*What is needed:* Drop the pictures; give again exactly the lines from the one holding "spot the white house." through the end of the data.

*Input for this task:*

--------------------

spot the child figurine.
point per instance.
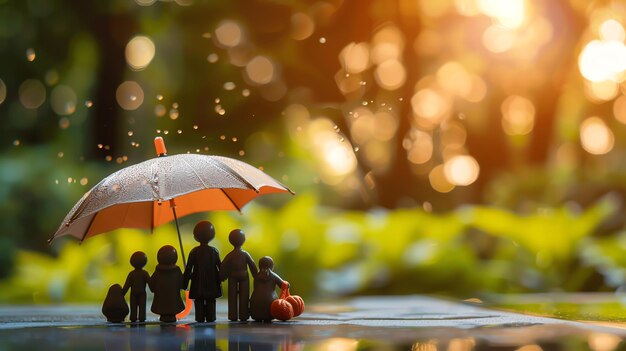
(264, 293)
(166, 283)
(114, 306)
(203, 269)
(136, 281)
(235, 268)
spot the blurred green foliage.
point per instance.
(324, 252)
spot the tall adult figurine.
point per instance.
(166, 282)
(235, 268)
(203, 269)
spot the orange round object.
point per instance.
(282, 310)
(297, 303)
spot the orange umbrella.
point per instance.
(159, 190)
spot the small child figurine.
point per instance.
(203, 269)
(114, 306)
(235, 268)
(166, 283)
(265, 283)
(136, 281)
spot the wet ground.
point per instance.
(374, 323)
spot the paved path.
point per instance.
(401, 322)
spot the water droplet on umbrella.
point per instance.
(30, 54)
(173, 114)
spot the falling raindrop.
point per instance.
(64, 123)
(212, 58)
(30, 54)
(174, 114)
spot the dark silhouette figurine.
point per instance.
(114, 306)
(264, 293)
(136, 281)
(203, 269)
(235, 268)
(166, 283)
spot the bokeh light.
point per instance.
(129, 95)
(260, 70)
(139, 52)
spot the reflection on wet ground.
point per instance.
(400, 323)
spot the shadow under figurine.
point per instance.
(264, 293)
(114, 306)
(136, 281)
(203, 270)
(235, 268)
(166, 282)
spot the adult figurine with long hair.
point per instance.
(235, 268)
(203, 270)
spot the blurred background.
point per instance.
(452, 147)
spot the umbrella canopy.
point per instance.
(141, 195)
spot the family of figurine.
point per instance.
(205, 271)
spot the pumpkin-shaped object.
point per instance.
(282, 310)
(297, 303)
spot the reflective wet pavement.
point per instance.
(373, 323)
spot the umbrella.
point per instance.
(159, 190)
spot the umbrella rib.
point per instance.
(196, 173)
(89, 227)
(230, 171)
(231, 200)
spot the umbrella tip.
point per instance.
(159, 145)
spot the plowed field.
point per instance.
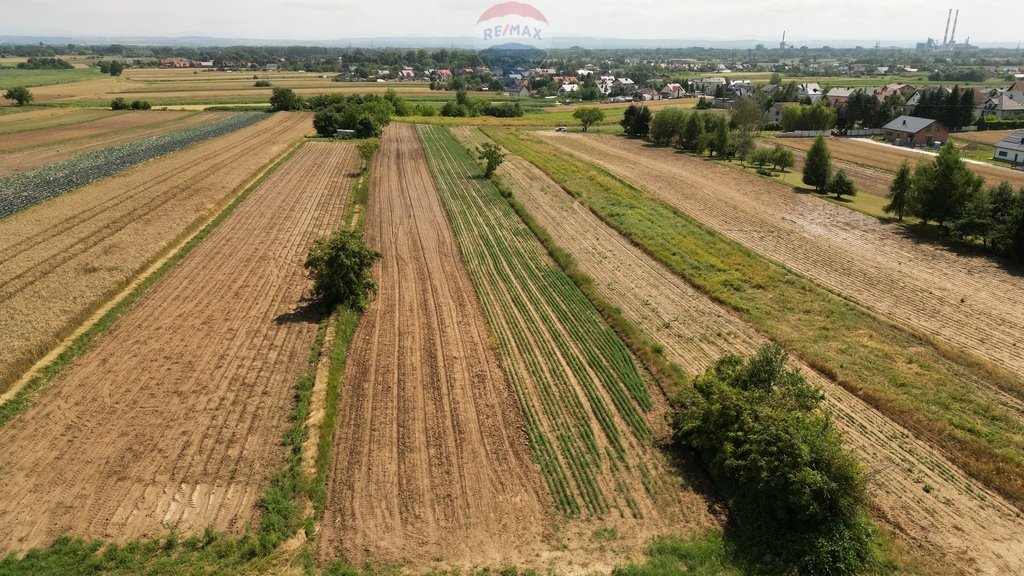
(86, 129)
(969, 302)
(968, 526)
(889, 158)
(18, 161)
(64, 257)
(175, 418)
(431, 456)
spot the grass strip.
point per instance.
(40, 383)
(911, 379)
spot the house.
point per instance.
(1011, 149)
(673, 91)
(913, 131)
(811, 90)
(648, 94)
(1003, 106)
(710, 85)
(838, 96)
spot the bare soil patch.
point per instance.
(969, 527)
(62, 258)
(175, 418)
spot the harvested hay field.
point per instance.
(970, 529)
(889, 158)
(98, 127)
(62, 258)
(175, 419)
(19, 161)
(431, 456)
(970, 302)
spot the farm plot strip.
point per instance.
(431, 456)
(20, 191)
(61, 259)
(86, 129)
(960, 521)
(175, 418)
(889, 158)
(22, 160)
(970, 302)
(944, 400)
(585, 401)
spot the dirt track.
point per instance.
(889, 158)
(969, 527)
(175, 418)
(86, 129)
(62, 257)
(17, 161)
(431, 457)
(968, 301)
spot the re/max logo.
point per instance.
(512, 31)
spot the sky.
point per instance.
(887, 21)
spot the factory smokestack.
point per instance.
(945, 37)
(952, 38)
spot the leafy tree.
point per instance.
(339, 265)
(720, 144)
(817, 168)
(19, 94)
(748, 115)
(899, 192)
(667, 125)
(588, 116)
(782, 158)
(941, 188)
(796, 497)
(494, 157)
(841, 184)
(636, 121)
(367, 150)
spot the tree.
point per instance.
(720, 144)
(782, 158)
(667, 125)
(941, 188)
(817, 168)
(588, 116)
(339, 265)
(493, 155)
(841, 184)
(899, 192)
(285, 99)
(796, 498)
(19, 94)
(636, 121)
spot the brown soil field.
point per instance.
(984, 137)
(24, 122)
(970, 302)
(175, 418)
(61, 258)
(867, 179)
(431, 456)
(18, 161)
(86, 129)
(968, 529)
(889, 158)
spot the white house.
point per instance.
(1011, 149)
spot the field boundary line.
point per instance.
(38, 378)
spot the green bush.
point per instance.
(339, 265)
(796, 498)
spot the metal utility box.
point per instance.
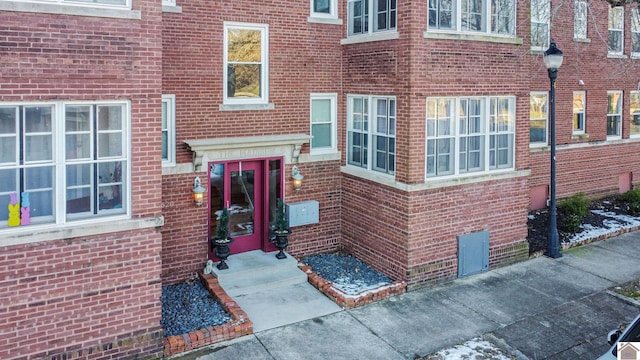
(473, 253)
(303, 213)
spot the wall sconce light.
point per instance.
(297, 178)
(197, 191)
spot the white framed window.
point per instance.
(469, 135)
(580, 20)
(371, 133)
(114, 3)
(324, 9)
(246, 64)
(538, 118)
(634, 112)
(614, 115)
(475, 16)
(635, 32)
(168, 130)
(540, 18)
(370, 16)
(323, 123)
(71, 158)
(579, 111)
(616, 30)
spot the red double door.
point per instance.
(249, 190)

--------------------

*Final answer:*
spot the white house.
point per instance.
(1011, 149)
spot the field boundary line.
point per instance.
(38, 378)
spot the green bush.
point per instance.
(339, 265)
(796, 498)
spot the metal utility box.
point per instance.
(473, 253)
(303, 213)
spot the wall sconce light.
point per instance.
(297, 178)
(197, 191)
spot the white framed window.
point per instance.
(469, 135)
(580, 20)
(371, 133)
(114, 3)
(324, 9)
(246, 64)
(538, 118)
(634, 112)
(614, 115)
(475, 16)
(635, 32)
(168, 130)
(540, 18)
(370, 16)
(323, 123)
(71, 158)
(579, 111)
(616, 30)
spot the red double door.
point per instance.
(249, 190)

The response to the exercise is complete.